Text passage:
Peak Detection: A Surprising Usage of PowerPivot

 
image

“Who are YOU, who are so WISE in the ways of SCIENCE?”

It’s all about following through…

In a recent post I covered a very simple scientific scenario.  It was an interesting diversion from the normal biz-style scenarios but it left me feeling hollow in two ways.  First, it was too simple and didn’t account for the possibility of multiple different treatment types, so I pinged the Italians.  (They responded, as they always do, and I owe a post on their reply, probably Thursday).

But the other problem was that, while claiming to be a scientific scenario, it was manufactured by me, and hey, I’m no scientist.  Then it hit me…

Hey!  My Neighbor is a REAL Scientist!

Yeah, Dan Wesson is a “he-runs-his-own-research-lab-at-the-university, is-published-in-prestigious-science-journals” kind of scientist.  So I decided to bounce the question off of him – was my example scenario at all useful, and if not, what WOULD be useful?  Boy, am I glad I asked.

Perhaps My Favorite PowerPivot Visualization Yet

PowerPivot Used for Peak Detection - My New Dining Room Mural

Click for Full Size!

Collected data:
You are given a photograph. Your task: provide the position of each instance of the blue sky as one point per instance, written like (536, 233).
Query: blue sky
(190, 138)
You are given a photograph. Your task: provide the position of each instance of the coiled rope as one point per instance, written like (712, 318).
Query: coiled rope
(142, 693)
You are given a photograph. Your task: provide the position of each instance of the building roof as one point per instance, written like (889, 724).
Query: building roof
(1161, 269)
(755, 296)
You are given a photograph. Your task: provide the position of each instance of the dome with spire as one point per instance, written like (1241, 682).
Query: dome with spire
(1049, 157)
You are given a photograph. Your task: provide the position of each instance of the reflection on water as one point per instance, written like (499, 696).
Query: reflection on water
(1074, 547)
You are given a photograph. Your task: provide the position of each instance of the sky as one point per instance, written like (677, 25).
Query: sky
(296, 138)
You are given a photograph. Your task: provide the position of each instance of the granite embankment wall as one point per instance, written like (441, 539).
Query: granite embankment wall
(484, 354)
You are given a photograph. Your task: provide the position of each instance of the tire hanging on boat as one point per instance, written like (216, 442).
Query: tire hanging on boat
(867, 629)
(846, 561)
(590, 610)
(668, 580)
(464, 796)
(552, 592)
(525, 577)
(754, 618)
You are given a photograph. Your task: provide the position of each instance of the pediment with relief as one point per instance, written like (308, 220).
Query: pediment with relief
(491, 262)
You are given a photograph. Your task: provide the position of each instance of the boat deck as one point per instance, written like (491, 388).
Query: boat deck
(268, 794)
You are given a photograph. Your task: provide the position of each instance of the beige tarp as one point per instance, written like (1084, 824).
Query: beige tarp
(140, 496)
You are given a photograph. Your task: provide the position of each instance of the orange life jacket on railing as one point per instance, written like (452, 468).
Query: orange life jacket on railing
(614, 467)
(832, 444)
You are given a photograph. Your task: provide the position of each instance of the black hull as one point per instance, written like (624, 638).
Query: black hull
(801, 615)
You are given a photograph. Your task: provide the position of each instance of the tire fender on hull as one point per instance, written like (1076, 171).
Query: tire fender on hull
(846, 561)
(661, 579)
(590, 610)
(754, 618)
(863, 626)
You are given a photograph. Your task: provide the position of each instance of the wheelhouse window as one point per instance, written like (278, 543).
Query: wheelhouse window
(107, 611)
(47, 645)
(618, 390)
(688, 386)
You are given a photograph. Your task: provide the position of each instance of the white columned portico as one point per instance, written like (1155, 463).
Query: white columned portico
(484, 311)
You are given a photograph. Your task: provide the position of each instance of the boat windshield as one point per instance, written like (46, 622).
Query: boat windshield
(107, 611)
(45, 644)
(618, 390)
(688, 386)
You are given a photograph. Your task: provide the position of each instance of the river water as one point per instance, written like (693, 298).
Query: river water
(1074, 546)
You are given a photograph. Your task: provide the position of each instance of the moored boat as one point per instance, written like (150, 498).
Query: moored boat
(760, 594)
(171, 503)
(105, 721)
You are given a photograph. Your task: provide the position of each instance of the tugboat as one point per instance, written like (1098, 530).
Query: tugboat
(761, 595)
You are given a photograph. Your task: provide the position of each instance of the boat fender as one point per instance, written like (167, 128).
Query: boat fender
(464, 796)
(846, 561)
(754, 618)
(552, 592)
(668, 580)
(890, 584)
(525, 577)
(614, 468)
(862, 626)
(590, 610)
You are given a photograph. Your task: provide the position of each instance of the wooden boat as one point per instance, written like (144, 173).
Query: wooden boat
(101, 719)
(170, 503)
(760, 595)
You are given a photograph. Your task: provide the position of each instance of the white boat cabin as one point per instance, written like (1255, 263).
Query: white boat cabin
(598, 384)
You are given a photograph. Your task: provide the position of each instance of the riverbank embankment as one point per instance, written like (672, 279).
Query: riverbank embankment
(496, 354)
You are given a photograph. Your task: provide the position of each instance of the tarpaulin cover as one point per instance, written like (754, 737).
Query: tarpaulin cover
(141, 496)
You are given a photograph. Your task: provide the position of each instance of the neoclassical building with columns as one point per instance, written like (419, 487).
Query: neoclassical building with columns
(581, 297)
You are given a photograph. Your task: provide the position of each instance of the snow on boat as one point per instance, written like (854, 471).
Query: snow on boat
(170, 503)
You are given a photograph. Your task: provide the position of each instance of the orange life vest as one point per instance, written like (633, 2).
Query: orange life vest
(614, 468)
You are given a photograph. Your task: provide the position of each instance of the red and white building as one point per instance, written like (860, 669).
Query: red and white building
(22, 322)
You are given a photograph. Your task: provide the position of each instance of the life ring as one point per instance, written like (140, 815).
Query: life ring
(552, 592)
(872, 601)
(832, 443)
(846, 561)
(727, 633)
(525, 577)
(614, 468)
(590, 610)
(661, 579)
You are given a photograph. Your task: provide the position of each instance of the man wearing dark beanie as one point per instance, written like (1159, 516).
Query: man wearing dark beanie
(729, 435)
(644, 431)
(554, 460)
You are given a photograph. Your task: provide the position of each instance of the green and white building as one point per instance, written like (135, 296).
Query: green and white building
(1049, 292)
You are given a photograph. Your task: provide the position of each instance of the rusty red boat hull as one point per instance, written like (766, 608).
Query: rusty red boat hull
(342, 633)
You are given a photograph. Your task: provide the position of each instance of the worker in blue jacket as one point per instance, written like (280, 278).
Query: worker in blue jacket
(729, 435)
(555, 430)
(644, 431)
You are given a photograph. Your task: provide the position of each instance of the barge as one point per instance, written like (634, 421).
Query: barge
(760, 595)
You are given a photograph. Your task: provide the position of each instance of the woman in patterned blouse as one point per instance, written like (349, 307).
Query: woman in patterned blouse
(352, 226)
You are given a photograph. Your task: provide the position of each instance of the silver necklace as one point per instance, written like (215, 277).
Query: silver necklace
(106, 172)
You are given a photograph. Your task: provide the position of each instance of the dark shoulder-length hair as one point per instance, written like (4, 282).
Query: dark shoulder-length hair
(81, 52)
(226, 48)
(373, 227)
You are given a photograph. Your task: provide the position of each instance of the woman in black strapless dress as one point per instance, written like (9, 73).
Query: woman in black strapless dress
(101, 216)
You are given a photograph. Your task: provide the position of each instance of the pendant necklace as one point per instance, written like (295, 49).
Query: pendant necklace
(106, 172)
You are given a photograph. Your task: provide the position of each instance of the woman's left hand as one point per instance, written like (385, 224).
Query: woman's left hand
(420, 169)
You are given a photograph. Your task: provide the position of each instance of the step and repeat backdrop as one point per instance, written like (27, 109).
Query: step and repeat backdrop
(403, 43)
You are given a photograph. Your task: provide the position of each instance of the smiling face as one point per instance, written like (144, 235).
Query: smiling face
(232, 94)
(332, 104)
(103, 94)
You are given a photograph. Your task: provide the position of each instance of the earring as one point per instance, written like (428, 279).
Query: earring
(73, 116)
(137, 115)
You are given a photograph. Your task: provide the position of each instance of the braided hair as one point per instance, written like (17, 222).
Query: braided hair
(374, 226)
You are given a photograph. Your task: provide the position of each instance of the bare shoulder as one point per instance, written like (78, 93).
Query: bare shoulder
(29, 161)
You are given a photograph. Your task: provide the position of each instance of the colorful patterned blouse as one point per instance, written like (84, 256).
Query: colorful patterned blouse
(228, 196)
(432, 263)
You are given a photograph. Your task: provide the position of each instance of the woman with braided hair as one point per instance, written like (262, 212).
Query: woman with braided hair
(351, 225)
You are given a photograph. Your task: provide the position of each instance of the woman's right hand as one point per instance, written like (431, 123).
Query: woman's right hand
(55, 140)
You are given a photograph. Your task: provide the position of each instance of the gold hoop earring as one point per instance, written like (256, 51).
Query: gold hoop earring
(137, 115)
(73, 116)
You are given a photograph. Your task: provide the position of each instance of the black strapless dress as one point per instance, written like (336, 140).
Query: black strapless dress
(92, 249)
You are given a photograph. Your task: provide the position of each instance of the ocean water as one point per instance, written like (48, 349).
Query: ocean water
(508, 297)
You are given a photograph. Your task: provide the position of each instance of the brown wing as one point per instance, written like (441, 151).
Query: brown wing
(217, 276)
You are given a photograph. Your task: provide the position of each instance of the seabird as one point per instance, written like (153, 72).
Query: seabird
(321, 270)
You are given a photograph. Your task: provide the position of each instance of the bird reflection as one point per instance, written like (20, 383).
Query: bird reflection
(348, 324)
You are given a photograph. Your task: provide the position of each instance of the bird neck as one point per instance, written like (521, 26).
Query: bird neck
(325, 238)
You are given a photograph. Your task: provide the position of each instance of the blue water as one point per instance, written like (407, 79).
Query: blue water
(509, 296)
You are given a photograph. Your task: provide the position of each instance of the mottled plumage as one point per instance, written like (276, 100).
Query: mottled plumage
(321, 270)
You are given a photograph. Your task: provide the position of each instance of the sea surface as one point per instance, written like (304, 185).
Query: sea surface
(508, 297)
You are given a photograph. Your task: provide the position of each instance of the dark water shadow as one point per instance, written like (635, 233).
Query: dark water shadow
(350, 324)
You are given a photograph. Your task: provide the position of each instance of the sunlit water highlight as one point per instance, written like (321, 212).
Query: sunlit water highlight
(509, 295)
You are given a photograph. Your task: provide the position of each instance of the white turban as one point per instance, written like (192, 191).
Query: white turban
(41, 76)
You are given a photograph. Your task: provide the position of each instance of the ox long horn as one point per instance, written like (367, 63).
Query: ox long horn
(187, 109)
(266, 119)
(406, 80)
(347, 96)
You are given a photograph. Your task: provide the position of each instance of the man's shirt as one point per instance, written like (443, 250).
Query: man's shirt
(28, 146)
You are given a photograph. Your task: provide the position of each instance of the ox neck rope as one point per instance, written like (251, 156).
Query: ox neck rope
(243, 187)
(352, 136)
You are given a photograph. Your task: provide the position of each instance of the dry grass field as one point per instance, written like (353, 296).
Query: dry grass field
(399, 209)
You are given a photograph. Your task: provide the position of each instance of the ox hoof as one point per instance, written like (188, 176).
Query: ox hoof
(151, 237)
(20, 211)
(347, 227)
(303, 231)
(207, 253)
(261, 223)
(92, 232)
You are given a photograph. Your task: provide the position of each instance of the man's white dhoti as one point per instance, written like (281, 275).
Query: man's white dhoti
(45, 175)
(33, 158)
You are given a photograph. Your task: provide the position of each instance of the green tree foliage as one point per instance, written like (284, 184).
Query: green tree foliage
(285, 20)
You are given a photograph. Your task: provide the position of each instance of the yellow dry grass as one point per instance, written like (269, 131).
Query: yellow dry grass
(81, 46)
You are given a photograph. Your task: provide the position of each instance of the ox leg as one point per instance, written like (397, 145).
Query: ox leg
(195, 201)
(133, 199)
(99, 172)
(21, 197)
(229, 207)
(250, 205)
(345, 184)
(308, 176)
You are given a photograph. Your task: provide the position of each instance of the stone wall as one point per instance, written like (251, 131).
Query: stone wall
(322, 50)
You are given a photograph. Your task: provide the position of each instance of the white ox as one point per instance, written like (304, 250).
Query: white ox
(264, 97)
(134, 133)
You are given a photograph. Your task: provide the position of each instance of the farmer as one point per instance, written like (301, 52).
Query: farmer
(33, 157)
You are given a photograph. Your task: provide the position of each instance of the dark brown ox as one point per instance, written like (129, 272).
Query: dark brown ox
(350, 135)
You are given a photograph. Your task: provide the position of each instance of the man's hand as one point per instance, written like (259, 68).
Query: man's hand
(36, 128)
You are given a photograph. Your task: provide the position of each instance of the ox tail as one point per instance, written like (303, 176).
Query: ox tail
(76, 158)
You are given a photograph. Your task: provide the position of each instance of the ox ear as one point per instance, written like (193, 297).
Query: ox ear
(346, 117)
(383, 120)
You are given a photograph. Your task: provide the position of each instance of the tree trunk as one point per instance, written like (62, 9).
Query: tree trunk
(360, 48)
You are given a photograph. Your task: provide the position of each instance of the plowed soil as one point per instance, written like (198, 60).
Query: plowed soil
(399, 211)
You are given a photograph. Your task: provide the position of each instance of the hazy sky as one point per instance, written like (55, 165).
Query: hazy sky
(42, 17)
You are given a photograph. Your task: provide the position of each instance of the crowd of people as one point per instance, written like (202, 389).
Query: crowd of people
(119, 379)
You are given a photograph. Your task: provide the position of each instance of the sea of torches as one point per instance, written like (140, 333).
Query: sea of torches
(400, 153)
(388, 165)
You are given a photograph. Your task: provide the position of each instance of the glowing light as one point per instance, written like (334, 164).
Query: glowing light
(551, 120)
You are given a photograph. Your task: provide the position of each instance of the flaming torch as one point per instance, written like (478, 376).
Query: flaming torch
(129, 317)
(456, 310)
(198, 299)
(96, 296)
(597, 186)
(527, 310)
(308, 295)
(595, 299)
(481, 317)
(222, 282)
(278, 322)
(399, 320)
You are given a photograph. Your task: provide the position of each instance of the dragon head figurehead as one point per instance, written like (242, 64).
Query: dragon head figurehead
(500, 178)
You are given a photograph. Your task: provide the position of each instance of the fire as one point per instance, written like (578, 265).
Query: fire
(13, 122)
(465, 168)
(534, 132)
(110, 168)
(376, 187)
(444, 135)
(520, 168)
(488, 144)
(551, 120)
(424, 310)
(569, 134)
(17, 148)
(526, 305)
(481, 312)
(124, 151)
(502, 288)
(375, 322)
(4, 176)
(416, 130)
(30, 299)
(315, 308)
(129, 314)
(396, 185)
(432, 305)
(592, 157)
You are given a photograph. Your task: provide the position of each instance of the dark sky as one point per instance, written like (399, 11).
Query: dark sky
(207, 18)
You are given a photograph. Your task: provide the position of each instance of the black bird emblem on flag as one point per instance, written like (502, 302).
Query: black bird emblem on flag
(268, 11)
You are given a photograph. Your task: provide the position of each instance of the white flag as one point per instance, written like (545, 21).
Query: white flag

What to do:
**1.** Return the stretch of the PowerPivot post from "Yeah, Dan Wesson" through "for Full Size!", copied word for word.
**2.** According to the PowerPivot post, what is the name of the author's neighbor who is a scientist?

Answer list:
**1.**
Yeah, Dan Wesson is a “he-runs-his-own-research-lab-at-the-university, is-published-in-prestigious-science-journals” kind of scientist.  So I decided to bounce the question off of him – was my example scenario at all useful, and if not, what WOULD be useful?  Boy, am I glad I asked.

Perhaps My Favorite PowerPivot Visualization Yet

PowerPivot Used for Peak Detection - My New Dining Room Mural

Click for Full Size!

**2.** Dan Wesson